• [THE TASK]: Reproduce every line of the records from the start through the line containing "[303, 220, 437, 372]", both ends included and requests kept. Scale each bounding box coordinate in the answers by 1.3 and round it to a whole number, halves up, while leaving the numbers in the requests and their sample outputs unchanged.

• [Coordinate annotation records]:

_ _ _

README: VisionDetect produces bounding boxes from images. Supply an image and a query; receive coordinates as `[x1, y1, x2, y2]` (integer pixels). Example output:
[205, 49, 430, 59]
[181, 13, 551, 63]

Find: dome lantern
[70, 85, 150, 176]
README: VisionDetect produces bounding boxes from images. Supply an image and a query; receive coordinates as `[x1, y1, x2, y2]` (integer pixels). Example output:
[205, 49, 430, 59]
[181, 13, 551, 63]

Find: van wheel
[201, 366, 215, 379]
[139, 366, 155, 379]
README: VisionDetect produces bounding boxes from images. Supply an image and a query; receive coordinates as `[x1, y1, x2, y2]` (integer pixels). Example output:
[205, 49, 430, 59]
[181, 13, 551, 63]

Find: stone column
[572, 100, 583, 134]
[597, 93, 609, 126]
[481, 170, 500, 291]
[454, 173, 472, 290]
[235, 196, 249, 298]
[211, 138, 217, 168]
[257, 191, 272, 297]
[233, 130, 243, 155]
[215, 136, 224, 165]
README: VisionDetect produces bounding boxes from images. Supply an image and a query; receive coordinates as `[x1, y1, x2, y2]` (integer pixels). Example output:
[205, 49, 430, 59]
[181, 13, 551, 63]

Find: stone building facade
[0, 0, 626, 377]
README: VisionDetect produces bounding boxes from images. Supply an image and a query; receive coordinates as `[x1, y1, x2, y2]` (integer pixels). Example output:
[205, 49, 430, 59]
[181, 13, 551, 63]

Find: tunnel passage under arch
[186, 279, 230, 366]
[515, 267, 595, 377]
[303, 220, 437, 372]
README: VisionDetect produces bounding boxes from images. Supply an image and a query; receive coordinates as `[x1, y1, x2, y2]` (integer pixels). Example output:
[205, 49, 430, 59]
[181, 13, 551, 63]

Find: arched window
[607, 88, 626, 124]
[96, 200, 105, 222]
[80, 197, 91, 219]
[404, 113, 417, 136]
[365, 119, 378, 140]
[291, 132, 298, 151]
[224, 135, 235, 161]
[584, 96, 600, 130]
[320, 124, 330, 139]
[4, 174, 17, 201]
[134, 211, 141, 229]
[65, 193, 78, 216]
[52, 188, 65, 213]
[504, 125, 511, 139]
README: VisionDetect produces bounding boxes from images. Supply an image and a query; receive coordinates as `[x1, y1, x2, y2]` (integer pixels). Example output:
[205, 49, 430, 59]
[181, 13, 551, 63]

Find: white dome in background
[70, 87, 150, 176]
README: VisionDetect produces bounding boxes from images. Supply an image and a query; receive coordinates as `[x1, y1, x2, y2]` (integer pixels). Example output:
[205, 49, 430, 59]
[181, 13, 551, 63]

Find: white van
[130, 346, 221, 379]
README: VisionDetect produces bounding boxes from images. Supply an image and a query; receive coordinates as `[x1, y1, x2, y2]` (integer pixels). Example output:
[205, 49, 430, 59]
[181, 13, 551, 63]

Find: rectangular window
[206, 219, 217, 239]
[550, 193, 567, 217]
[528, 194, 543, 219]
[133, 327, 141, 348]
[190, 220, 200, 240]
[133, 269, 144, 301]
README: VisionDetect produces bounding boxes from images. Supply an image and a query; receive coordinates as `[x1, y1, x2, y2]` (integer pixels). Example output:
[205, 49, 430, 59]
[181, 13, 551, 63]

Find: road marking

_ _ _

• [ANSWER TO THE TASK]:
README: VisionDetect produces bounding boxes from images. Supply an image and a query; receive coordinates as `[x1, y1, x2, y2]` (integer pixels). Example output:
[205, 49, 430, 59]
[181, 13, 551, 63]

Find: dome lantern
[91, 111, 195, 229]
README: VisionDetect produces bounding boxes from images. Supply an image and a query; receive coordinates as `[x1, y1, x2, y2]` (integer pixels). Example output:
[205, 49, 430, 59]
[181, 13, 551, 63]

Find: van wheel
[261, 476, 280, 493]
[181, 476, 202, 493]
README: VisionDetect produces bounding boxes from images. Supply an image and a query; receive coordinates as `[x1, y1, x2, y2]` (integer pixels). Example output:
[205, 49, 430, 59]
[181, 13, 551, 63]

Find: stone column
[744, 130, 758, 174]
[776, 121, 792, 164]
[625, 221, 650, 378]
[590, 225, 614, 377]
[306, 255, 324, 387]
[274, 179, 282, 218]
[334, 248, 354, 386]
[303, 169, 316, 202]
[280, 177, 291, 215]
README: VisionDetect produces bounding boxes from images. Supply an image and a query; receive coordinates as `[x1, y1, x2, y2]` (integer pixels). Example output:
[205, 49, 430, 59]
[181, 13, 551, 63]

Find: stone building facade
[0, 0, 814, 490]
README: VisionDetect produces bounding boxes from images. Supply an image and a query; receive coordinates as `[x1, y1, x2, y2]` (integer pixels). Example output:
[205, 49, 430, 59]
[181, 13, 551, 63]

Find: tunnel passage under arch
[242, 363, 299, 476]
[670, 347, 774, 490]
[394, 286, 568, 484]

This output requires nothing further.